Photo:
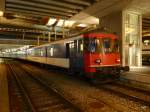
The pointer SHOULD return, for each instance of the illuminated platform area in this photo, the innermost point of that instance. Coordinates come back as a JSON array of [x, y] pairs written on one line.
[[4, 98], [140, 76]]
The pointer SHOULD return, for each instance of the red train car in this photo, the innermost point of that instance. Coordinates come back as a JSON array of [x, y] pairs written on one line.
[[101, 54], [92, 54]]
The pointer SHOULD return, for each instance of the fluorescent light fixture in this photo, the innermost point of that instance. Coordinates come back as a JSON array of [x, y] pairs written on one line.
[[1, 13], [69, 23], [82, 25], [51, 21], [60, 22]]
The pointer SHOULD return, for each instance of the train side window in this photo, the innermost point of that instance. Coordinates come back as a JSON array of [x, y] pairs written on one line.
[[80, 46], [107, 45]]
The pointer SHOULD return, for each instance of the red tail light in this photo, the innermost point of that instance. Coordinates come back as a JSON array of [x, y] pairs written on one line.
[[118, 60]]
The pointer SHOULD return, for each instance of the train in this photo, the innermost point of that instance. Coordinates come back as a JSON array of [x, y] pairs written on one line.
[[92, 54], [145, 50]]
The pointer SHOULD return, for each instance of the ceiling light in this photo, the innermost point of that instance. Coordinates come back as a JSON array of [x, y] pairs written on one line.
[[51, 21], [69, 23], [60, 22], [1, 13], [82, 25]]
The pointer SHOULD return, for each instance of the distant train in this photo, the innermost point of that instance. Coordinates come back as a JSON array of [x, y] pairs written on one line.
[[92, 54]]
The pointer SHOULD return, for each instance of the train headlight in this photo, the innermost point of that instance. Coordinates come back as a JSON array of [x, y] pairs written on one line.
[[98, 61]]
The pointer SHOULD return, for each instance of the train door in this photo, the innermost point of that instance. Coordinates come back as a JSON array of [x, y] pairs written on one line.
[[70, 53]]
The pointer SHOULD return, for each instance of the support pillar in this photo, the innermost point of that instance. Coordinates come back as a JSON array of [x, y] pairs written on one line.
[[131, 38]]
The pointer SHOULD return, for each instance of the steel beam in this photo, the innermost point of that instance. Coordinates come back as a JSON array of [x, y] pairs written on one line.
[[48, 2], [34, 9]]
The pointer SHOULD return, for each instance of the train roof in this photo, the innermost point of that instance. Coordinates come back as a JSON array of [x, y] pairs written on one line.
[[66, 40]]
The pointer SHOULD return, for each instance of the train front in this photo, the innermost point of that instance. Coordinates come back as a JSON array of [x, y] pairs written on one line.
[[101, 55]]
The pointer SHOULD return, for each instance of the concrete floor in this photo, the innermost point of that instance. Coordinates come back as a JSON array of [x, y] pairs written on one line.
[[4, 99]]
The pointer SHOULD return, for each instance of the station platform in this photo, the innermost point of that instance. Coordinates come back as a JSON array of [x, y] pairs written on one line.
[[139, 76], [4, 98]]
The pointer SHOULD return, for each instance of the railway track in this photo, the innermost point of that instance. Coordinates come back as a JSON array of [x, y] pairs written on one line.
[[127, 91], [39, 97]]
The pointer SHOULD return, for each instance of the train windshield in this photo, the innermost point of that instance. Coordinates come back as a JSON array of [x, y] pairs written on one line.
[[110, 45], [101, 45], [93, 45]]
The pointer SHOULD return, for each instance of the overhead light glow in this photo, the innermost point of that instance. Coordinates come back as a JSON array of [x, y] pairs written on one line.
[[69, 23], [1, 13], [82, 25], [51, 21], [60, 22]]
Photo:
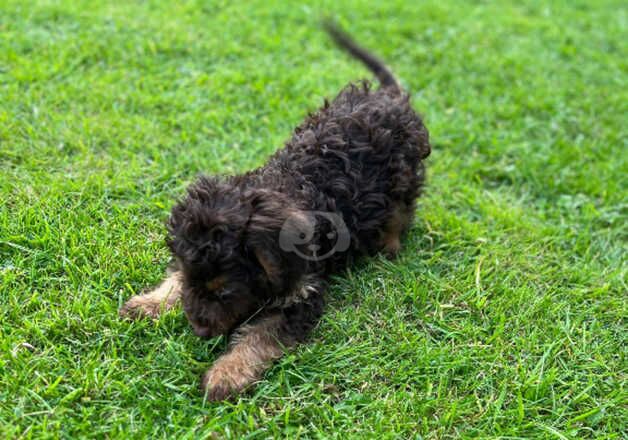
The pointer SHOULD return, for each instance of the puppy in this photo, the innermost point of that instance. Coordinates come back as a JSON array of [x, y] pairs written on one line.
[[253, 252]]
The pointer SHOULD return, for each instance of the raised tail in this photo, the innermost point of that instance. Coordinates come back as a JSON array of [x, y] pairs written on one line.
[[375, 65]]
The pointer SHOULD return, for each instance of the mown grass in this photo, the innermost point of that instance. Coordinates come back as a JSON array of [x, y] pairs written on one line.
[[505, 316]]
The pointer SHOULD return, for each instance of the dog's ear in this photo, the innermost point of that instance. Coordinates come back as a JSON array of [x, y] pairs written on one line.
[[270, 212]]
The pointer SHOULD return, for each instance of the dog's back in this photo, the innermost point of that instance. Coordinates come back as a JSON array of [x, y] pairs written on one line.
[[361, 155]]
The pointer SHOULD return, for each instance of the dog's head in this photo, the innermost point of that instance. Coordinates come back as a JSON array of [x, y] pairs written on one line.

- - - -

## Problem
Output the records exactly, please. The pictures are not part of the copy.

## Solution for this exercise
Photo:
The pointer SHOULD return, for each instance of the illuminated platform area in this photo, the innermost point of that instance. Coordinates come back as a JSON array of [x, y] pairs written on one line.
[[4, 98], [140, 76]]
The pointer SHOULD return, for each instance of the red train car in this photo, the innermost point of that instance. Coordinates come back as a JSON array of [x, y] pairs written on one line.
[[101, 54], [92, 54]]
The pointer SHOULD return, for each instance of the fluorescent light fixture in this photo, the innermost point of that instance. Coordinates come back as a JSON array of [x, y] pairs written on one line.
[[1, 13], [69, 23], [82, 25], [51, 21], [60, 22]]
The pointer SHOULD return, for each instance of the train side window in this photo, the innermost point of that instance. Coordinates come back as a JSON array of [x, y] pairs written on one line.
[[80, 46], [107, 45]]
The pointer SHOULD return, for each instance of the red tail light in this photo, the innermost point of that instance. Coordinates come back as a JSON array of [x, y] pairs written on one line.
[[118, 60]]
The pointer SHOULD return, for each instance of the train in this photo, the innermost point of that instance. Coordinates come back as a JSON array of [x, y] pairs written on one line.
[[92, 54], [145, 50]]
The pointer SHOULD return, for each instance of the ceiling light in this photo, the innermost point of that instance. Coordinates come back as a JSON array of [x, y] pairs written on one line.
[[51, 21], [69, 23], [60, 22], [1, 13], [82, 25]]
The pointer SHOULD return, for each instance of the distant train in this photo, the innermost point of that instance. Coordinates come back as a JSON array of [x, y] pairs written on one line.
[[92, 54]]
The pointer SHOULD return, for each instance of the train headlight in this photo, the innermost point of that instance. Coordinates come back as a JSON array of [x, y] pairs written on one line.
[[98, 61]]
The pointer SHOULD return, for each instance of the train door in this photo, the innermost point of that instance. Coordinates come back as a JSON array of [x, y] pairs written on one line.
[[70, 53]]
The pointer SHOULD return, for each instance of the support pillar in this photo, the innermost point of that instance. Coordinates come back as a JSON array of [x, y] pairs written on one line.
[[131, 38]]
The pointer SHOULD return, for each instance of the steel beam in this photo, the innermost point of that instance. Coordinates come back as a JSON array of [x, y] pairs written on one line.
[[48, 2], [34, 9]]
The pointer SHOULD return, for each instance of the train roof in this photo, the innermost point of that instance. Coordinates come back as a JSON array of [x, y] pairs written on one line.
[[66, 40]]
The pointer SHOULD return, for each instance of the train front in this photo, the innermost point of that instance. Coordinates come back as a JSON array of [x, y] pairs written on one line.
[[101, 55]]
The pointer SHOULD return, for each instance of the concrete floor in this photo, the innermost point of that instance. Coordinates come back as a JSON array of [x, y] pairs written on one line.
[[4, 99]]
The pointer SHOULD return, for each instance of the station platform in this photo, the innermost point of that instance. Coordinates come back as a JSON array of [x, y] pairs written on one line.
[[139, 76], [4, 98]]
The pointer SHOULD return, for each instance of the railway track in this photo, the innermost point of that instance. Coordinates come back as a JSON array of [x, y] pairs written on one line.
[[127, 91], [39, 97]]
The pointer SHOULD return, for each instance of the train windshield in this photo, the innermost point of that instance. Coordinates come back as a JSON array of [x, y] pairs written on one line.
[[110, 45], [101, 45], [93, 45]]
The pointer SHOULD return, for each instance of the overhead light glow in this photo, the innermost point of that instance. Coordinates come back as a JSON array of [x, y] pairs written on one line.
[[69, 23], [1, 13], [82, 25], [51, 21], [60, 22]]
Photo:
The pointer SHOULD return, for each instance of the puppy in this photo, the innermost point of that instance. Coordinates come back as a JSON array of [x, y] pairs written on one line.
[[253, 252]]
The pointer SHOULD return, for each instance of the raised tail in this photo, the innermost point of that instance. Coordinates come back as a JSON array of [x, y] pairs written on one line.
[[375, 65]]
The pointer SHOULD return, for each instance of the mown grass in this photo, the innermost point of that instance. Coordinates come back as a JSON array of [x, y] pairs written on one line.
[[505, 316]]
The pointer SHOULD return, for each instance of the dog's ear in this photo, the innermost point of that instance. Coordinates come back as a JSON array of [x, y] pairs written on one line.
[[270, 212]]
The pointer SHOULD return, for each instance of the dog's back in this photo, the innermost point of that instance. Coordinates come back as a JSON array of [x, y] pairs written on one line.
[[361, 155]]
The pointer SHOULD return, for each instance of the dog's head in this photo, the innermost point of that instance. Coordinates come back as a JSON array of [x, y] pairs written on one line.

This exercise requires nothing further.